Set down everything from "[If you consider" down to "therefore is 1 Ω." in the text on battery circuit problems below, copying it word for word.
── Document excerpt
The following MCQ which appeared in All India Pre-Medical/Dental Entrance 2005 Examination (AIPMT) is one requiring the application of Kirchoff’s laws:
Two batteries, one of emf 18 volt and internal resistance 2 Ω and the other of emf 12 volt and internal resistance 1 Ω, are connected as shown. The voltmeter V will record a reading of
The net emf in the closed path containing the two batteries is 18volt – 12 volt = 6 volt
Since this must be equal to the net voltage drop across the internal resistances of the batteries, we have
I(2 + 1) = 6 volt where ‘I’ is the current through the batteries. [Note that the voltmeter will draw negligible current (ideally, zero current) and hence the same current flows through the batteries].
Therefore, I = 2 ampere.
The voltage across the voltmeter is the same as the terminal voltages of the batteries. If you consider the 18 volt battery, its terminal voltage is 18 – (2×2) = 14 volt.
[If you consider the 12 volt battery, its terminal voltage is 12 + (1×2) = 14 volt, which is the same as the above value]. So, the correct option is (d).
Here is another question which you can answer in no time if you had worked out a similar one earlier:
Five identical cells each of emf 1.5 V and internal resistance ‘r’ send the same current through an external resistance of 1 Ω whether the cells are connected in series or in parallel. The internal resistance ‘r’ of each cell is
(a) 0.2Ω (b) 0.5 Ω (c) 1 Ω (d) 1.5 Ω (e) 3 Ω
The condition depicted in the above question occurs when the internal resistance of each cell is equal to the external resistance. The answer therefore is 1 Ω.
────
── Information given
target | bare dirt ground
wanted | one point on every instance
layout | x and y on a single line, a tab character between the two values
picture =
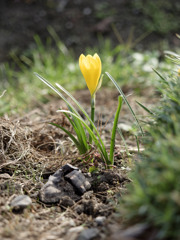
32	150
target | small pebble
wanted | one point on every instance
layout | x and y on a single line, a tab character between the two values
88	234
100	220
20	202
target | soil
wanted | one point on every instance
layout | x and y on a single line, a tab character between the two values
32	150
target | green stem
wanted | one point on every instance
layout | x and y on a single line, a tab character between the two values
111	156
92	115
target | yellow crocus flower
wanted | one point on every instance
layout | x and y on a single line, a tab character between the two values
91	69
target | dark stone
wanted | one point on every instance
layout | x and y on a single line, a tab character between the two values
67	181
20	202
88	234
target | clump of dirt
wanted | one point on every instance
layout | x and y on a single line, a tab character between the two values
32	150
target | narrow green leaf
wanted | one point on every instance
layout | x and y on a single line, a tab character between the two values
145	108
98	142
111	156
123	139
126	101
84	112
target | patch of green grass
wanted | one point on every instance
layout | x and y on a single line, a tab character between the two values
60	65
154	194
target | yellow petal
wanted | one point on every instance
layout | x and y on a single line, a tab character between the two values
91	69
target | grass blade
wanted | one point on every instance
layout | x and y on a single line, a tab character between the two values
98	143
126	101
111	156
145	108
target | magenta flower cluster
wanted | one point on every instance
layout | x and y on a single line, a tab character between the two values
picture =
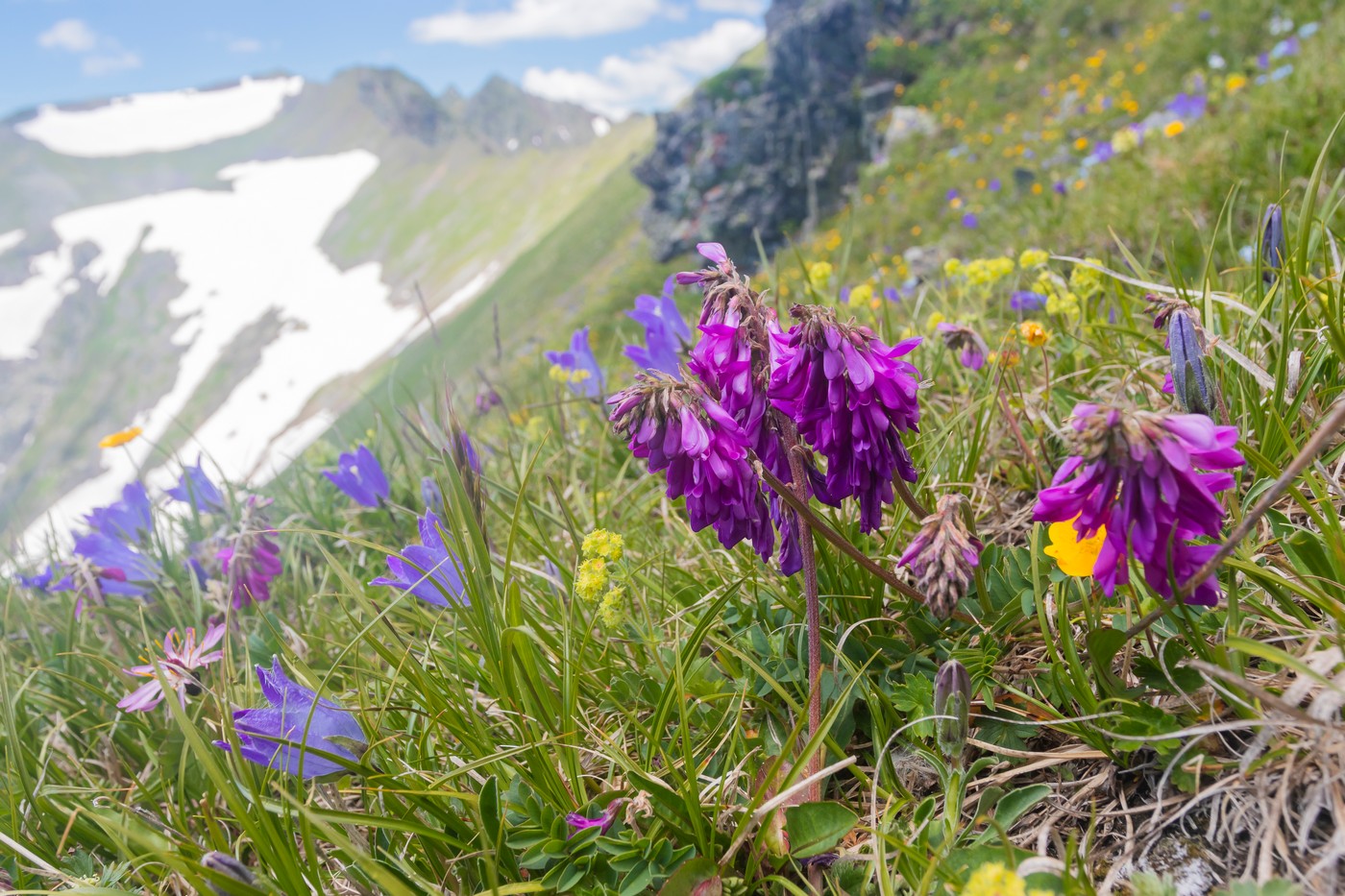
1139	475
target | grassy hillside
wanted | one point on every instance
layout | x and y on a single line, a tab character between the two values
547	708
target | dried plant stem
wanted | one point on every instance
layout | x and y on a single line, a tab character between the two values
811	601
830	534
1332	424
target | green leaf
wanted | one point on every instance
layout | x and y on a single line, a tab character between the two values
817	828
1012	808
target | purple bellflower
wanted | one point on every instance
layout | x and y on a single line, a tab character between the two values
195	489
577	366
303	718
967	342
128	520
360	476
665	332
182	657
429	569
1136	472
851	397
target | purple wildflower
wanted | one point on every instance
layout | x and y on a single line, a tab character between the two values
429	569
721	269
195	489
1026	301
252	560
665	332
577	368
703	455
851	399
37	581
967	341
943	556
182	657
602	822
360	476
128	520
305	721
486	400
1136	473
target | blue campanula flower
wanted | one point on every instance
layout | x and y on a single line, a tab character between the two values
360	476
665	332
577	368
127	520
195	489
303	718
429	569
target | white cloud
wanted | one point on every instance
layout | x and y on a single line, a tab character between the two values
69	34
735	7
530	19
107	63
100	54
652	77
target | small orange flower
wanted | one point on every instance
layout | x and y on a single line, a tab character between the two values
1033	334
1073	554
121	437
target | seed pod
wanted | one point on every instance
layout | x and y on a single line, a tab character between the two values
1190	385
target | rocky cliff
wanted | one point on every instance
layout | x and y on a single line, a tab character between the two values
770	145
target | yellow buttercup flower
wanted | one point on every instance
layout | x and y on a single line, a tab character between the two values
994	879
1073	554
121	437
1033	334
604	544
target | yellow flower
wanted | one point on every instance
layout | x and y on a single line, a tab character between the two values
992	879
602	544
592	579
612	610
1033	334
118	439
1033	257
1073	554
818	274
────
**Solution to the problem:**
[If you consider the 12 volt battery, its terminal voltage is 12 + (1×2) = 14 volt, which is the same as the above value]. So, the correct option is (d).
Here is another question which you can answer in no time if you had worked out a similar one earlier:
Five identical cells each of emf 1.5 V and internal resistance ‘r’ send the same current through an external resistance of 1 Ω whether the cells are connected in series or in parallel. The internal resistance ‘r’ of each cell is
(a) 0.2Ω (b) 0.5 Ω (c) 1 Ω (d) 1.5 Ω (e) 3 Ω
The condition depicted in the above question occurs when the internal resistance of each cell is equal to the external resistance. The answer therefore is 1 Ω.